WRITTEN EXERCISE
Extend the interview about Vote Leave and the Brexit campaign past its final sentence.

HM: I disagree. I think Carswell is genuinely motivated by his voters in Clacton, combined with a desire to leave Europe, which many of those voters shared. He thought they weren’t getting a fair hearing through the Tory Party when he was in it. Thus his campaign – to get into Ukip, detoxify it and pull off Brexit.

I don’t think Brexit and Trumpism are that closely related. I think Brexit reflects a British exceptionalism, thanks to the English Channel. And Trump reflects the desire for a Republican victory after eight years of Democrat rule. A better Republican candidate would have got even more votes than Trump, who secured fewer than Mitt Romney. And a better Democratic candidate than Hillary Clinton would have beaten Trump.


KG: The Vote Leave cabal quite clearly, from your account, congratulated itself on the success of its ‘detoxifying’ Ukip strategy and on their refusal to play ball with Nigel Farage – the man without whom there would have been no referendum and who was most identified in the British public’s eyes with Brexit. Do you really buy into this?

HM: No. I believe that, in the end, they successfully appealed to two different constituencies: Farage to the hardline, anti-immigration voter; Vote Leave to the constitutionalist leaver.

KG: You report that Vote Leave finally and reluctantly accepted it must ‘go’ with immigration in order to get the public to connect with its campaign. Doesn’t this make a nonsense of their concern about the so called ‘Farage paradox’, which was in truth a ploy to marginalise him from the campaign?

HM: To a certain extent, yes but Vote Leave never went as far as Farage in their rhetoric – i.e. in the famous Farage poster, released on the day of Jo Cox’s murder. 


KG: Didn’t ‘the Farage Paradox’ (the idea that Farage, the main advocate for Brexit, was offensive and off putting to the undecided) only really apply to the Westminster village type voters and to a couple of concentric circles around it? Wasn’t this, in David Goodhart’s terms, an ‘Anywheres’ elitism in play determined to keep power from the people as represented by the spivvy and vulgar (to them) Mr Farage? Were they, as Mr Farage describes them in your book, simply snobs?

HM: I don’t think so. I think quite a lot of voters would have been put off by Farage alone, particularly on the day of the Jo Cox murder. The presence of Boris, particularly with Vote Leave gave a jollier, nicer edge to a potential Brexit vote. 


KG: Jeremy Paxman once said that covering the EU induced an outbreak of narcolepsy. You reveal the Telegraph’s rule when you were working there to never publish a piece on the EU as ‘they’re always boring’. Was this ‘bias by omission’ (of the sceptic’s case) a contributing factor in the final bloodbath, when the victors having divested themselves of Farage then turned on themselves?

DATA LINES

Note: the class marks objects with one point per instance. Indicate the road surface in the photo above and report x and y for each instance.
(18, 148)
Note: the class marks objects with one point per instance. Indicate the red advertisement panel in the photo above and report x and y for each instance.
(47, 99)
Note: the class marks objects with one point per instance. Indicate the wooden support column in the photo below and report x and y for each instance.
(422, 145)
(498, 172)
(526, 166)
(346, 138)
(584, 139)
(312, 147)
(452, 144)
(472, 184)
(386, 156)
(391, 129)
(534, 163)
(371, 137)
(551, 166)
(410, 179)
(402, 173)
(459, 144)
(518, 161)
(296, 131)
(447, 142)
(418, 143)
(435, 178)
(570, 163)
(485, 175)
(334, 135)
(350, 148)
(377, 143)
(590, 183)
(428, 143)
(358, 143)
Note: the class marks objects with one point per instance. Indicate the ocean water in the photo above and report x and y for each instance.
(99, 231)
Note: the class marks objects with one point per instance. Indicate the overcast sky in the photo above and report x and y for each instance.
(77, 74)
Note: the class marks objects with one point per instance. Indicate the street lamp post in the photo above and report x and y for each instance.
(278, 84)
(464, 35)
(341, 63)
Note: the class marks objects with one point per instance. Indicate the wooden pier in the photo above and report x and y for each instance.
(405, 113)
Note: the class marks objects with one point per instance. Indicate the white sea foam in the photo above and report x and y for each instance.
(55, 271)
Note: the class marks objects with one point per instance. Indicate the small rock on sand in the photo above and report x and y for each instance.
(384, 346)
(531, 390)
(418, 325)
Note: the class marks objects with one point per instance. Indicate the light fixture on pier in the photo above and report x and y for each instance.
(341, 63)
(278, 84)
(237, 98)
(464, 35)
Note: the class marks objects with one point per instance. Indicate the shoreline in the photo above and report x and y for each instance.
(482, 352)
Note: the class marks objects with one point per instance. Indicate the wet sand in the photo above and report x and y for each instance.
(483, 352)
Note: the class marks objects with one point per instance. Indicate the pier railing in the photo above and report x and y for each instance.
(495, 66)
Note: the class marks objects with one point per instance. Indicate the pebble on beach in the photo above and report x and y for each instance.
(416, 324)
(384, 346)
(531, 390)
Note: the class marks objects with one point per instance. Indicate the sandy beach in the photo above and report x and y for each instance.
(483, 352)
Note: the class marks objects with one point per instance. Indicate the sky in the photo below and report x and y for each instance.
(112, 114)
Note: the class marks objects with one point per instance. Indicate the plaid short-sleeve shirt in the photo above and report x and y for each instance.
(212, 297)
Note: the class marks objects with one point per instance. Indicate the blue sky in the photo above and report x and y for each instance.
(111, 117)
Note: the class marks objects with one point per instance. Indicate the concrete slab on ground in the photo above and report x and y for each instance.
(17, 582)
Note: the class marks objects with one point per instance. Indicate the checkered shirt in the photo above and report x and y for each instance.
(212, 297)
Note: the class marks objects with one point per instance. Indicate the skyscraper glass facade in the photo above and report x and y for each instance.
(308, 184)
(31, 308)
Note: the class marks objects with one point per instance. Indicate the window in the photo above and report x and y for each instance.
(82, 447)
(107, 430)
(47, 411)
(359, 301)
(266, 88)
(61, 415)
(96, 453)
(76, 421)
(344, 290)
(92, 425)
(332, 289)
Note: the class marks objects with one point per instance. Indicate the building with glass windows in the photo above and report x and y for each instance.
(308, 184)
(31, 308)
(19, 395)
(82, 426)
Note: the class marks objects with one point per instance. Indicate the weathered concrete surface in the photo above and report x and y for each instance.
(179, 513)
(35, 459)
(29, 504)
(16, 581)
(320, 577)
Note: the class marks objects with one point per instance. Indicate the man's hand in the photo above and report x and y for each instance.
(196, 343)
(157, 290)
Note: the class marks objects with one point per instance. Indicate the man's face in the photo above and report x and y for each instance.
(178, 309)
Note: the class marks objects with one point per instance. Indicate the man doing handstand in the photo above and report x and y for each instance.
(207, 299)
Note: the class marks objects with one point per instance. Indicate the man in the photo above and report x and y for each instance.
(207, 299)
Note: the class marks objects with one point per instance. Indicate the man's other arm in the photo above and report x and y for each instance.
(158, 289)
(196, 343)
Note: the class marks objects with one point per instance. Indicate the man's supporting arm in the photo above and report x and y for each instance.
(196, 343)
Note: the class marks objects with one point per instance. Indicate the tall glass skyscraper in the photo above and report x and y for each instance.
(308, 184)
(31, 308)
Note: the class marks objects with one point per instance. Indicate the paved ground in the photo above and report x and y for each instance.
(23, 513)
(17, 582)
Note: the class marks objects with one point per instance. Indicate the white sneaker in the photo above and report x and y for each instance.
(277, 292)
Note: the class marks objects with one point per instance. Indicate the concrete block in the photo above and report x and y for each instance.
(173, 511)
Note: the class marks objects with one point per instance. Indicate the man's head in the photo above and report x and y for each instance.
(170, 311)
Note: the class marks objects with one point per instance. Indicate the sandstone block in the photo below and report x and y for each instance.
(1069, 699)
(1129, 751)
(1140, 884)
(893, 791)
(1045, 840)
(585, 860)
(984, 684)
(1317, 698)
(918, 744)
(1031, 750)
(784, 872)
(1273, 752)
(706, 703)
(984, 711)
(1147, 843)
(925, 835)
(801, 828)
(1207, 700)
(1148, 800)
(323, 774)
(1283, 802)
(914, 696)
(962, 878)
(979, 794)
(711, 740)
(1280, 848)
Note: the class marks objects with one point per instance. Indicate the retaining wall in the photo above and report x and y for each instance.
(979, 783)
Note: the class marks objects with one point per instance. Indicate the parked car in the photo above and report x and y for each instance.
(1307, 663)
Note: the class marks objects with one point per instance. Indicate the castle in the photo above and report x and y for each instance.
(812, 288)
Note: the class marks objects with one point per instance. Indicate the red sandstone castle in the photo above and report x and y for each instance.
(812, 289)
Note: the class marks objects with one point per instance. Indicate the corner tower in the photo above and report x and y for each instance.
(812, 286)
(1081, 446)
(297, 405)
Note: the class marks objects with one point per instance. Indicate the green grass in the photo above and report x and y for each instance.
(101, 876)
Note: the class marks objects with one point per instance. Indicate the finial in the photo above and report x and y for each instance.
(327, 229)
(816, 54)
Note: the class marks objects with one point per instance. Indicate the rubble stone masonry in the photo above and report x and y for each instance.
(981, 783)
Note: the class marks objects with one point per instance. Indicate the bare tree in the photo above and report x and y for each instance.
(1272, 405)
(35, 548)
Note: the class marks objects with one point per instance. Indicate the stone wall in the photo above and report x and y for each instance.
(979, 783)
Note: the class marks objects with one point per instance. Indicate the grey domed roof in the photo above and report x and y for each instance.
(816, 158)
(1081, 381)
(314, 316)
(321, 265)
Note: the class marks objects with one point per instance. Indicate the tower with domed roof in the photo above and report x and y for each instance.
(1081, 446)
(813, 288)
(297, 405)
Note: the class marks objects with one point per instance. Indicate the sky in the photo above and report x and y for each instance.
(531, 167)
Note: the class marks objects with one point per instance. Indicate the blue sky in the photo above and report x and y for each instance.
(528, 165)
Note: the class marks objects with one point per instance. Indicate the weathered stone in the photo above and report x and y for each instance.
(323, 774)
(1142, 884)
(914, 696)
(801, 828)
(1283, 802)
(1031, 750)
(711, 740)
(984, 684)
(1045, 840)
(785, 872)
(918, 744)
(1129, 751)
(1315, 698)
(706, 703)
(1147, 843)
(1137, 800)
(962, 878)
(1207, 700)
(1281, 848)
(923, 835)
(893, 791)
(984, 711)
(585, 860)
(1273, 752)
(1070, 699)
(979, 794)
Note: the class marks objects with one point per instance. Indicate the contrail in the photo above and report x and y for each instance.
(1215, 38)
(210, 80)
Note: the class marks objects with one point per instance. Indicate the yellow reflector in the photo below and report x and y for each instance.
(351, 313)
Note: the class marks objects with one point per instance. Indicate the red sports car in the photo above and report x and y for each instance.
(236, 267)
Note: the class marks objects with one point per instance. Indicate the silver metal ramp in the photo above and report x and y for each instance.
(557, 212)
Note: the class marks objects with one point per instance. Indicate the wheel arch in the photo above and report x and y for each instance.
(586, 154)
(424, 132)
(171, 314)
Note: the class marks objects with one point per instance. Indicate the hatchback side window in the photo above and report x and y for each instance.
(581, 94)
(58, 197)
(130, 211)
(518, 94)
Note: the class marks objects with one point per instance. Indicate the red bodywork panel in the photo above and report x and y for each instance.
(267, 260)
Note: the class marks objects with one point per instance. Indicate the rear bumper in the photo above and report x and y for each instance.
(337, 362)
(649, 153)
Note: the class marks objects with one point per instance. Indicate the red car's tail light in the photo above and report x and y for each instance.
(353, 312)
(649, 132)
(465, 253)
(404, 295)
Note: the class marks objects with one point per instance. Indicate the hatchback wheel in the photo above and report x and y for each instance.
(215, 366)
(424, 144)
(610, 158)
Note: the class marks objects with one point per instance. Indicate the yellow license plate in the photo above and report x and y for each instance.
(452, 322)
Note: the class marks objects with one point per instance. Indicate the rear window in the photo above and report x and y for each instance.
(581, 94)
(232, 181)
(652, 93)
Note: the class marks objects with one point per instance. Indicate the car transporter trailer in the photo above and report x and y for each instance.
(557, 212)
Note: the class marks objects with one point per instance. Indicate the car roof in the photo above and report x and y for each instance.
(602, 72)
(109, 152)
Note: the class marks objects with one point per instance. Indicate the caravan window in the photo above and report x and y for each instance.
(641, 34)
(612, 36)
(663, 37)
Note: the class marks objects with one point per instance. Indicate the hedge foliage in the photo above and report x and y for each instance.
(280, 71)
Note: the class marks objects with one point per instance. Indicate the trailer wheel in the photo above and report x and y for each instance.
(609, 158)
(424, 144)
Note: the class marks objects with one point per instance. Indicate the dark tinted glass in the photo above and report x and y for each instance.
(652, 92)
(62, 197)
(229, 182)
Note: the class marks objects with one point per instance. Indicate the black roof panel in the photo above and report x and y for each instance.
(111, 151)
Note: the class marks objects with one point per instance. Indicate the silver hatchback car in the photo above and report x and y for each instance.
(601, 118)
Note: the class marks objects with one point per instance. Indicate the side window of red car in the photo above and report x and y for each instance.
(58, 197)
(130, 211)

ANSWER TO THIS TASK
HM: I don’t think so. I think, before the referendum, the EU was boring to most people. It seemed too complicated and irrelevant to them. The prominence of the EU grew a long time after Maastricht, as Nigel Farage and Ukip became more prominent, but that was a relatively late development. In the mid-2000s, Gawain Towler, Farage’s press secretary, told me it was very difficult to get any coverage. I think that was the papers reflecting a national indifference. Then, in the early 2010s, there was a snowballing of interest – particularly after Greece fell apart, and the euro crisis. Then you had Ukip winning the 2014 European elections, which led to an explosion of interest.


KG: Should the Telegraph have done more to expose the EU’s grandisosity and challenge Cameron’s ‘loonies and closet racists’ characterisation?

HM: Not the Telegraph’s fault. Cameron was unwise to say that, but he was reflecting then what a lot of people thought. It’s amazing how recently it was that people thought Ukip was full of closet racists. Only in 2014, with that election win, did that change. 


KG: My penultimate question is for your father, Ferdinand Mount, former head of Margaret Thatcher’s Policy Unit, if I may! What does he make of your crop of political characters? Would Brexit under a Mrs Thatcher and his own generation have resulted in such a bloodbath? Or would the protagonists have buckled down and behaved better and been more respectful of the public?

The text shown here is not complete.